--- Data under study Enclosed Below ---
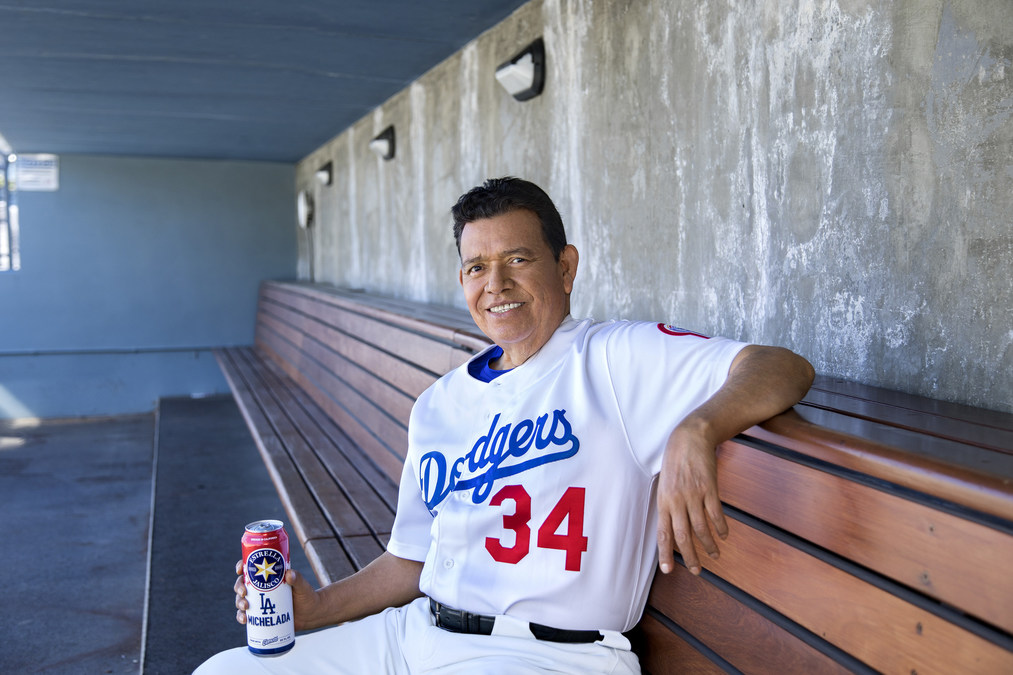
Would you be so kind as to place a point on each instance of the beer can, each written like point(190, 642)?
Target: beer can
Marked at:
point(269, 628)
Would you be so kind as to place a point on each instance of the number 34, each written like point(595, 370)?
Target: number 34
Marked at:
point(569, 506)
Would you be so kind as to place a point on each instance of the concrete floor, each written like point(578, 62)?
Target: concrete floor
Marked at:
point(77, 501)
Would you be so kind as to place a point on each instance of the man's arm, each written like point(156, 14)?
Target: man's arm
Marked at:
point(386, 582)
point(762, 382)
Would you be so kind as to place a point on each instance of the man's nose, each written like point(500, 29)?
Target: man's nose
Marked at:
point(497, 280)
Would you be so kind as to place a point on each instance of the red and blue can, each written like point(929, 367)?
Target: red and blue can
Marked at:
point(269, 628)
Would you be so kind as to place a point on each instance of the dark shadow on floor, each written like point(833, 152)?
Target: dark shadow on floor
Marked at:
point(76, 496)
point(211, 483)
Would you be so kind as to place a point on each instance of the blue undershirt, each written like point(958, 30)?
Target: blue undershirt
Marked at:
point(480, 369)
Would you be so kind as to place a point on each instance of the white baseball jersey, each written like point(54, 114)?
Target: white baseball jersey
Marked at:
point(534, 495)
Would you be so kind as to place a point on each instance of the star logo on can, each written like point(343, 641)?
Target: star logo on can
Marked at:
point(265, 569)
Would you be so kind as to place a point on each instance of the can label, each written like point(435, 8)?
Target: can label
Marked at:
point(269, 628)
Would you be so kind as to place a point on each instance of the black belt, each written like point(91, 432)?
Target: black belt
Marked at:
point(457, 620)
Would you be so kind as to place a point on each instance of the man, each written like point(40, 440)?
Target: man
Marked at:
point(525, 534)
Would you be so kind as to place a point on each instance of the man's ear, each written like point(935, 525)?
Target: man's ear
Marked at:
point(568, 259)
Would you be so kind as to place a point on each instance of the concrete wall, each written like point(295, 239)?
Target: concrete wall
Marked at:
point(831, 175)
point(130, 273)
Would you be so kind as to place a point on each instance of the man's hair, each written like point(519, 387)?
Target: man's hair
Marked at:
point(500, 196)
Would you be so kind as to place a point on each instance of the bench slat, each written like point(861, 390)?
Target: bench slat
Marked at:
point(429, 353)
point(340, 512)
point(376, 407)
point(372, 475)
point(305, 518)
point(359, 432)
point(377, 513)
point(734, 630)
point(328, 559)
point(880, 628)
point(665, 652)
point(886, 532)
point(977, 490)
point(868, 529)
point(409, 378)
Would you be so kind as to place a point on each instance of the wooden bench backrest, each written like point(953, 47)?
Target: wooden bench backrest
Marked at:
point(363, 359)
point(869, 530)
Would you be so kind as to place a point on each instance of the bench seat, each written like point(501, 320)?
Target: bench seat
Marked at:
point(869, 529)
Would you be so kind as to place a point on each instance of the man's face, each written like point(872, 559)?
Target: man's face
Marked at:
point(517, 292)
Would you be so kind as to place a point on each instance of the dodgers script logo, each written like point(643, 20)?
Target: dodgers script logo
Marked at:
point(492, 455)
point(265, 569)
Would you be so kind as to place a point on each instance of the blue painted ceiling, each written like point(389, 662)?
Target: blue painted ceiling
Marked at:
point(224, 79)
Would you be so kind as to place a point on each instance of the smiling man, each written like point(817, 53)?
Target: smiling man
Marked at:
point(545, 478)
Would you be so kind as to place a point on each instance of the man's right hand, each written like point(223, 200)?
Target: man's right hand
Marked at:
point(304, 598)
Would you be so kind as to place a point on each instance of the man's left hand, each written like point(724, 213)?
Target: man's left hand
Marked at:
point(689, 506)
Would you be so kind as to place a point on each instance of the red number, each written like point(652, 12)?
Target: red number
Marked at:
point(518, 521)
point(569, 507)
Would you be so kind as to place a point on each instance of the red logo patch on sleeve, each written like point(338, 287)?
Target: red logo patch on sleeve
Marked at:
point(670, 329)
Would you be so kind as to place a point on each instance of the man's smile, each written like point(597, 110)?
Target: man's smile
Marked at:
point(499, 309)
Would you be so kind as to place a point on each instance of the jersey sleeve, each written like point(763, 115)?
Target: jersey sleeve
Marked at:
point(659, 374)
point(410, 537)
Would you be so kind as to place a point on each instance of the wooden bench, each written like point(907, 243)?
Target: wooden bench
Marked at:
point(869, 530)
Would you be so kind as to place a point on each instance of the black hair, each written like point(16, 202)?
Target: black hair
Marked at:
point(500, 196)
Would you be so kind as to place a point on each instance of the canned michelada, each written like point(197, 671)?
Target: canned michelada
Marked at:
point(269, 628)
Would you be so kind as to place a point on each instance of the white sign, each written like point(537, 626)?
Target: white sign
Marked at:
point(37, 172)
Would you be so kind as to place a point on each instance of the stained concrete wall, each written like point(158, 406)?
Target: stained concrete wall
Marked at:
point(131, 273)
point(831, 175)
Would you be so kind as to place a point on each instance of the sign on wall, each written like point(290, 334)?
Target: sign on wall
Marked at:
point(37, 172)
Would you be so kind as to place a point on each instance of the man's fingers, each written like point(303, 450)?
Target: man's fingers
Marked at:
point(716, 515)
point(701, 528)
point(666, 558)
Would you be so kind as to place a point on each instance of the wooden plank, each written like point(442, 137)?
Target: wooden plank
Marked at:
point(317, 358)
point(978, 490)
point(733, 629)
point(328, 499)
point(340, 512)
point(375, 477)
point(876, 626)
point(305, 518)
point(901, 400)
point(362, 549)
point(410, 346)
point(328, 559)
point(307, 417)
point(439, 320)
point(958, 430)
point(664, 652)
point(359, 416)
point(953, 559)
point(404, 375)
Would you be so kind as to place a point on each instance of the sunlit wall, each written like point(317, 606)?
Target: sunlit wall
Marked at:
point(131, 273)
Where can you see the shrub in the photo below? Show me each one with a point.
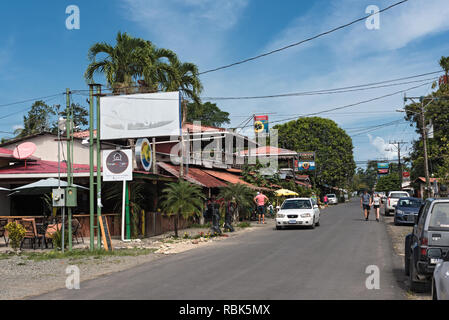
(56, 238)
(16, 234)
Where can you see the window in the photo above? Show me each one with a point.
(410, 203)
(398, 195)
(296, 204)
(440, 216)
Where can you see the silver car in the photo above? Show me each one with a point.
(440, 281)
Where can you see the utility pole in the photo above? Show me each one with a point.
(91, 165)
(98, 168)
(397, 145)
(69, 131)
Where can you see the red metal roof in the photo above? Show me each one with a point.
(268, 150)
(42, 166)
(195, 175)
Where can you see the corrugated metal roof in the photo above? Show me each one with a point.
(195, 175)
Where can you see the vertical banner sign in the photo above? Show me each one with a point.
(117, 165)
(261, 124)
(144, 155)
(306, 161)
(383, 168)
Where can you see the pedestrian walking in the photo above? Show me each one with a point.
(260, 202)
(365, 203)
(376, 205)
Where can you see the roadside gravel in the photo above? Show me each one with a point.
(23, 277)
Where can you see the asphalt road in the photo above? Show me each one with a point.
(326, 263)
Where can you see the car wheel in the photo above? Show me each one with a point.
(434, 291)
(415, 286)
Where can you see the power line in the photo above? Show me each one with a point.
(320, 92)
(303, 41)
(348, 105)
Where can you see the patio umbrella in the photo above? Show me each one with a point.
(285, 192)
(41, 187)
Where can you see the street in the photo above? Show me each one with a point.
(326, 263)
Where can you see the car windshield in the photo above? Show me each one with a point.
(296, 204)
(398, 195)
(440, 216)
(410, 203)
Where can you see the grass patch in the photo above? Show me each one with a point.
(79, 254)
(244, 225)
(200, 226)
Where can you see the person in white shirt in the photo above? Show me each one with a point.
--- End of Enclosed Data under study ---
[Directions]:
Hand back the exact lines from the start of the entries to the line with "like point(578, 62)?", both ends kept and pictures left out.

[Response to this task]:
Would you be so kind as to place a point on each instance of the beer can, each written like point(190, 642)?
Target: beer can
Marked at:
point(269, 628)
Would you be so kind as to place a point on each instance of the number 34, each written like point(595, 370)?
Target: number 34
Marked at:
point(569, 506)
Would you be so kind as to place a point on each instance of the concrete floor, each written like point(578, 62)?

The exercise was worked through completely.